**TRECHO DO TEXTO**.
Eles disseram ter ouvido dos agentes pela primeira vez palavras como “bom dia”, “por favor” e “com licença”. A abordagem amistosa era feita toda vez que um entulho, como sofás e cobertores velhos, precisava ser retirado dos espaços improvisados de moradia. Os jatos de água só eram acionados com um sinal e nunca direcionados a quem ainda estava no chão.

CENA

Um grupo de quatro travestis, que se amontoavam num canteiro ao lado da grade do metrô, achou tudo uma cena. “Eles são truculentos e homofóbicos. Chegam aqui retirando tudo, sem falar nada”, afirmou Jéssica Milk, 21.

**SOBRE A TAREFA**. Prossiga com o trecho sobre a retirada de entulho, começando logo após a última frase apresentada.

Dados de detecção de objetos:
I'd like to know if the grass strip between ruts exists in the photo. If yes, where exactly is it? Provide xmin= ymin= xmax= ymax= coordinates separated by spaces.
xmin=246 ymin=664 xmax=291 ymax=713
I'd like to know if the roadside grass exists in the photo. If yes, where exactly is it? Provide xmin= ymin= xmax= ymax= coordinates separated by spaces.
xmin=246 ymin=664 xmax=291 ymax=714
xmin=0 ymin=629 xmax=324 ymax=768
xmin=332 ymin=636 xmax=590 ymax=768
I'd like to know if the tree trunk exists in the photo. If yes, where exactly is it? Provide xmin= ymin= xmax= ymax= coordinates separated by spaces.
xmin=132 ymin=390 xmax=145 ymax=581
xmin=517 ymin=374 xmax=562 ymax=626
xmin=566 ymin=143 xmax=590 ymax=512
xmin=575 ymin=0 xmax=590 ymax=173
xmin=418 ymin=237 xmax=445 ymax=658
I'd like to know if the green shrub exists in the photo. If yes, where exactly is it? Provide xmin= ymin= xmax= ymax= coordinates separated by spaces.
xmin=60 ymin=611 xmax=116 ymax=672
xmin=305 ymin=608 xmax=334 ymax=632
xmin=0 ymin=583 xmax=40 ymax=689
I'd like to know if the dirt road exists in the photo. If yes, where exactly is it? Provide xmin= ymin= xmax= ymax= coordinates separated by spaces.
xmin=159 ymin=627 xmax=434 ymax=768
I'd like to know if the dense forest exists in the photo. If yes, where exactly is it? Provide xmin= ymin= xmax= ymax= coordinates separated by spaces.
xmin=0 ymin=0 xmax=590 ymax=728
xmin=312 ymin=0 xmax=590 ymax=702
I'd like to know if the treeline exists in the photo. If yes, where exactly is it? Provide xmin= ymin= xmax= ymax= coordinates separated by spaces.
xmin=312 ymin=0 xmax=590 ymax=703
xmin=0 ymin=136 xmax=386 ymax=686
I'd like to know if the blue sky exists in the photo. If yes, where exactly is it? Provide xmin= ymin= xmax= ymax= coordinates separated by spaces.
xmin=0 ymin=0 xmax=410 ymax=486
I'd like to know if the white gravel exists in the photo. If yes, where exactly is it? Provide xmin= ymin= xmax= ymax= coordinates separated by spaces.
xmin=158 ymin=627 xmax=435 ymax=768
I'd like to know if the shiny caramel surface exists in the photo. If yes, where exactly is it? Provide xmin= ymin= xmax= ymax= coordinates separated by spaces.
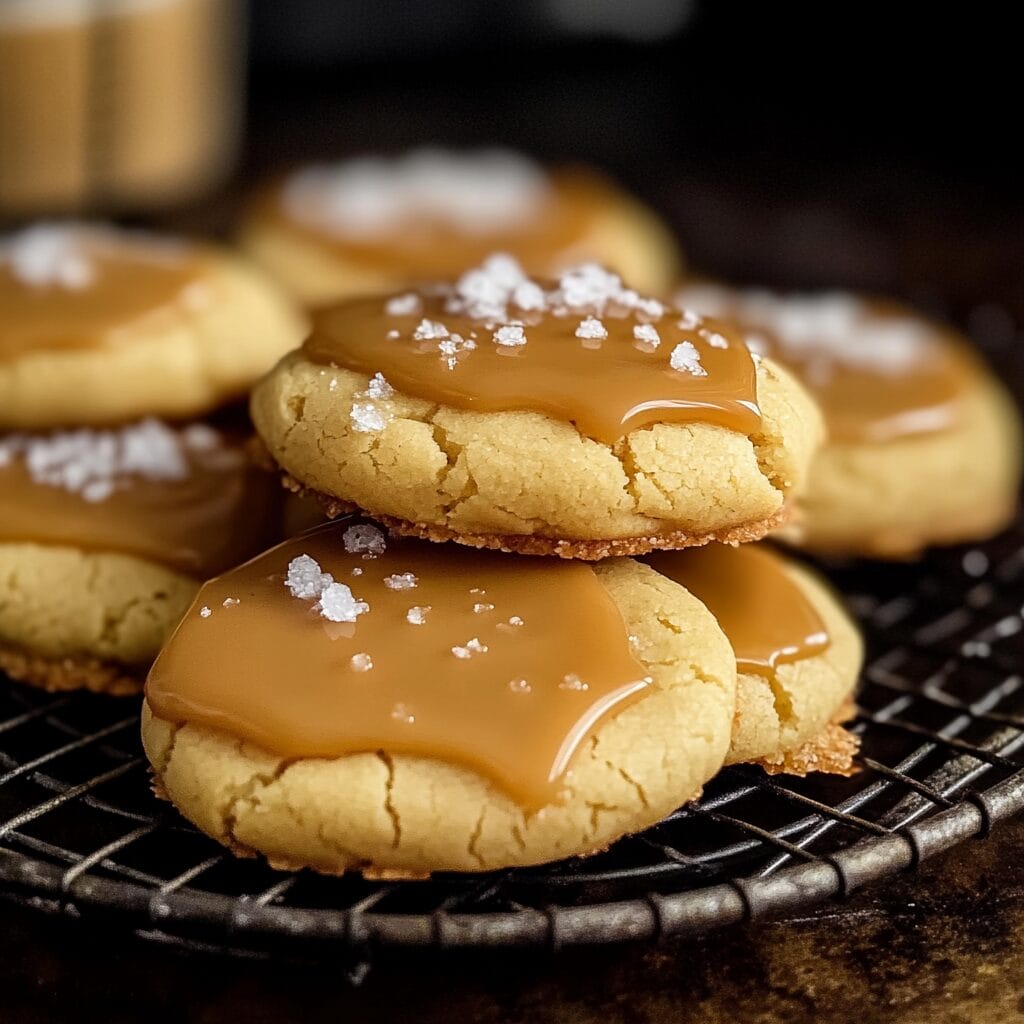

**RESPOSTA DO EXERCÍCIO**.
A colega de Jéssica, a travesti Knanda de França Santana, 21, também reforçou a bronca. “Eles só querem tumultuar. Todo o dia temos que desmontar a barraca, recolher os cobertores e sair da nossa ‘casa’ para eles limparem. Só que quando vocês [imprensa] não estão aqui tudo é diferente. Eles xingam, riem da gente”, disse.

“É só Deus por nós”, gritava o morador Rodrigo dos Santos Júnior. “Eles levam até os nossos papelões. Jogam água na gente”, reclamou.

A sem-teto Aparecida Solange Ribeiro, 47, correu, mesmo estando manca, em direção aos caminhões de limpeza para avisar aos agentes que sua “casa” estava limpa. Ela temia, na verdade, que a inspeção da prefeitura levasse suas ripas de madeira -usadas para aquecê-la do frio e cozinhar.

“Eles só não levaram as ripas porque vocês [imprensa] estavam aqui”, disse o marido de Aparecida, o morador de rua Edson Matos, 28, que vive na rua há dez anos.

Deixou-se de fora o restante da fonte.